Aangeleverd fragment =
Software-update: Xapian / Omega 1.0.4

Xapian is een in C++ geschreven 'open source information retrieval library' en kan gebruikt worden als engine achter een zoekmachine. Het geheel omvat een eigen databaseformaat, api's om deze databases te bewerken en te doorzoeken, tools om de databases te controleren en koppelingsmogelijkheden voor andere talen zoals Java, Ruby, PHP en Python. Een applicatie die bovenop Xapian kan worden gebruikt is Omega, een zoekmachine om Xapian-databases te doorzoeken. Met Omega worden ook enkele tools meegeleverd die gebruikt kunnen worden om databases te vullen met data. Omdat de ontwikkeling van Omega nauw verbonden is met die van Xapian zelf, worden door de ontwikkelaars van beide programma's gelijktijdig nieuwe versies uitgebracht met hetzelfde versienummer.

Het ontwikkelteam van The Xapian Project heeft versie 1.0.4 van Xapian en Omega uitgebracht. De lijsten met veranderingen voor de verschillende onderdelen zien er als volgt uit:

Xapian-core 1.0.4

  • Query:
    • Add OP_SCALE_WEIGHT operator (and a corresponding constructor which takes a single subquery and a parameter of type "double"). This multiplies the weights from the subquery by the parameter, allowing adjustment of the importance of parts of the query tree.
    • Deprecate the essentially useless constructor Query(Query::op, Query).
  • QueryParser:
    • A field prefix can now be set to expand to more than one term prefix. Similarly, multiple term prefixes can now be applied by default. This is done by calling QueryParser::add_boolean_prefix() or QueryParser::add_prefix() more than once with the same field name but a different term prefix (previously subsequent calls with the same field name had no effect).
    • Trying to set the same field as probabilistic and boolean now throws InvalidOperationError.
    • Fix parsing of `term1 term2', broken by changes in 1.0.2.
    • Drop special treatment for unmatched ')' at the start of the query, as it seems rather arbitrary and not particularly useful and was causing us to parse `( -term' incorrectly.

Gegevens van gelabelde punten

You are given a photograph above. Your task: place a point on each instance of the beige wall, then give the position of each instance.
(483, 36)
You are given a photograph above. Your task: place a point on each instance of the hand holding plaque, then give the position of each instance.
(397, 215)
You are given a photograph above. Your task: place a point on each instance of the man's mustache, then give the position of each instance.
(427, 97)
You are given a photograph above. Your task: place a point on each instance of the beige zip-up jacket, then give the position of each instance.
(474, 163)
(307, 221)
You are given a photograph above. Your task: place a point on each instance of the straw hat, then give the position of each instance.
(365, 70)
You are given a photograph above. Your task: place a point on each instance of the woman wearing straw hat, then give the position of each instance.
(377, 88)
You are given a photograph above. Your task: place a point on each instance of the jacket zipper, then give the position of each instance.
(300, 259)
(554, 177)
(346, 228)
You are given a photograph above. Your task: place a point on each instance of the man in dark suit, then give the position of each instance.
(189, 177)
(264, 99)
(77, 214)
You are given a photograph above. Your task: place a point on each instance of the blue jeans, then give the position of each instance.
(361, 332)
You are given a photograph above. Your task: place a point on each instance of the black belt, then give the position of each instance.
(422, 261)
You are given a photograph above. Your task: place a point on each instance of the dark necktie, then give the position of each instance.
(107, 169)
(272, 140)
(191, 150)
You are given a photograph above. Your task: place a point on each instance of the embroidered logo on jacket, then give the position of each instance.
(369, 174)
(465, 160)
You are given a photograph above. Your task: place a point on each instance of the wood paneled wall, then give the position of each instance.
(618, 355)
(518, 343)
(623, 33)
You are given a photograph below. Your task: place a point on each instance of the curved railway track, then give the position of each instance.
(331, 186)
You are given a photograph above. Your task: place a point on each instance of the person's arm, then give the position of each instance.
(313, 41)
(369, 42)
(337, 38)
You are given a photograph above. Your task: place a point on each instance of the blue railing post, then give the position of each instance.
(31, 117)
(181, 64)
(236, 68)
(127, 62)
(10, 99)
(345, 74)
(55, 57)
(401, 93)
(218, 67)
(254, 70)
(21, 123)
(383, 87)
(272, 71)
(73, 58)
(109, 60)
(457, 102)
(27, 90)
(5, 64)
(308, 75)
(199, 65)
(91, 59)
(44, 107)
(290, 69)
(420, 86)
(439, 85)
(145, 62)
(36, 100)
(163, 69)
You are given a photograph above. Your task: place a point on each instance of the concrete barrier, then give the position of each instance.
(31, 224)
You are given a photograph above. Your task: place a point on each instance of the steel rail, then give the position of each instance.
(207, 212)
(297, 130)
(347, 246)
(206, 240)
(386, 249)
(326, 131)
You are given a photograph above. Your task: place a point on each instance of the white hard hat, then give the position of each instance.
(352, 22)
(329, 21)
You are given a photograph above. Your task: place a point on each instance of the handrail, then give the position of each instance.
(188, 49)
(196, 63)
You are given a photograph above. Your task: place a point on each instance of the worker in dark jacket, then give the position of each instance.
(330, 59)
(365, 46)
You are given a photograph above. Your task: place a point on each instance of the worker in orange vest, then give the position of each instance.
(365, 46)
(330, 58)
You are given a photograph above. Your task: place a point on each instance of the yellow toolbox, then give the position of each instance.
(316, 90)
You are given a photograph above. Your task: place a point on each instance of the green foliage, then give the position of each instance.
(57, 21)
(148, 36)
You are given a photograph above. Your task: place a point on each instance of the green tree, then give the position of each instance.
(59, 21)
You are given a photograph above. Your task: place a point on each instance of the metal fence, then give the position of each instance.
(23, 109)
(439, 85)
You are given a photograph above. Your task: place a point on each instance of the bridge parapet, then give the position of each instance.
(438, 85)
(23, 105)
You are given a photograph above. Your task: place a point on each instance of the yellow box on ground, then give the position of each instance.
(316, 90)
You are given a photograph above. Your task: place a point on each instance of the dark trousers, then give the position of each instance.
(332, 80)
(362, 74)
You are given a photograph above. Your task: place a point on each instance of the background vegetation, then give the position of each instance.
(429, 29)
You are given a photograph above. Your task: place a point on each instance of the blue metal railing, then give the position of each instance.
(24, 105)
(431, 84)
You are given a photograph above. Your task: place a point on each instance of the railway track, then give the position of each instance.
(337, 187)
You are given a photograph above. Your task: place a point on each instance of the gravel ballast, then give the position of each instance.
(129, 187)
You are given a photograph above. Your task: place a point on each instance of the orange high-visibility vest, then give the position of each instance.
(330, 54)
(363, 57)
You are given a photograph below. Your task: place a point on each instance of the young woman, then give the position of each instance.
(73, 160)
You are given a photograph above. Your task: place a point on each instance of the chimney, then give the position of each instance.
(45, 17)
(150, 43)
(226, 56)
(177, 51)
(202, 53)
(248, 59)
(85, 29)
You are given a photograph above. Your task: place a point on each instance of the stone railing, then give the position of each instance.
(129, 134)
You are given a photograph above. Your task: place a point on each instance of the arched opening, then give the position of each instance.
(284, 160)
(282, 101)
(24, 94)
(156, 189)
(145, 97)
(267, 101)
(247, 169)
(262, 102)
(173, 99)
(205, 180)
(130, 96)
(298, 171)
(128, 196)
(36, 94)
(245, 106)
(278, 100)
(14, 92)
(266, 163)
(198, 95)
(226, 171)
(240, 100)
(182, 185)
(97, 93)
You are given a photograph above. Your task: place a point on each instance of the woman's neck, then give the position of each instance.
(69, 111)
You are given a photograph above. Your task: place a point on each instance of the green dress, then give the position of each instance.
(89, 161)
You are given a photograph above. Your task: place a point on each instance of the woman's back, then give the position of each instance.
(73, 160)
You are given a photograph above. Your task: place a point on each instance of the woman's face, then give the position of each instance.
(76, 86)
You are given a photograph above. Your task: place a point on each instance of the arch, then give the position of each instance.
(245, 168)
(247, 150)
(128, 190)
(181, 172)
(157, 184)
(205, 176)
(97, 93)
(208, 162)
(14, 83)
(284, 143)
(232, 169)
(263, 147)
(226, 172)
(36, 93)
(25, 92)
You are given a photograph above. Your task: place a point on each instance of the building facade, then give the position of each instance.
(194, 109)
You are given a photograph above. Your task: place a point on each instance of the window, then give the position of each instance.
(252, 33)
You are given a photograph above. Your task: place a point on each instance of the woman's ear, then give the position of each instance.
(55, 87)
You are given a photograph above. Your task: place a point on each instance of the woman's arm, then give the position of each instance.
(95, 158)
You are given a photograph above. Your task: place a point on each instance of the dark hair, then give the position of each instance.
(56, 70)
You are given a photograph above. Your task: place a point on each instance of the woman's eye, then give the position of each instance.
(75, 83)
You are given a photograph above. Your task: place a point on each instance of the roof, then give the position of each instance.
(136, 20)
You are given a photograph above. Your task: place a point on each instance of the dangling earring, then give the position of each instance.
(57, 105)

Opdrachten =
[a] Neem uit het fragment over Xapian het stuk van "Het ontwikkelteam van" tot en met "the query tree." opnieuw over en wissel daarin "ontwikkelteam" om voor "projectteam".
[b] Voor welke andere talen biedt Xapian volgens het fragment over Xapian koppelingsmogelijkheden?

De antwoorden =
[a]
Het projectteam van The Xapian Project heeft versie 1.0.4 van Xapian en Omega uitgebracht. De lijsten met veranderingen voor de verschillende onderdelen zien er als volgt uit:

Xapian-core 1.0.4

  • Query:
    • Add OP_SCALE_WEIGHT operator (and a corresponding constructor which takes a single subquery and a parameter of type "double"). This multiplies the weights from the subquery by the parameter, allowing adjustment of the importance of parts of the query tree.

[b] Java, Ruby, PHP en Python.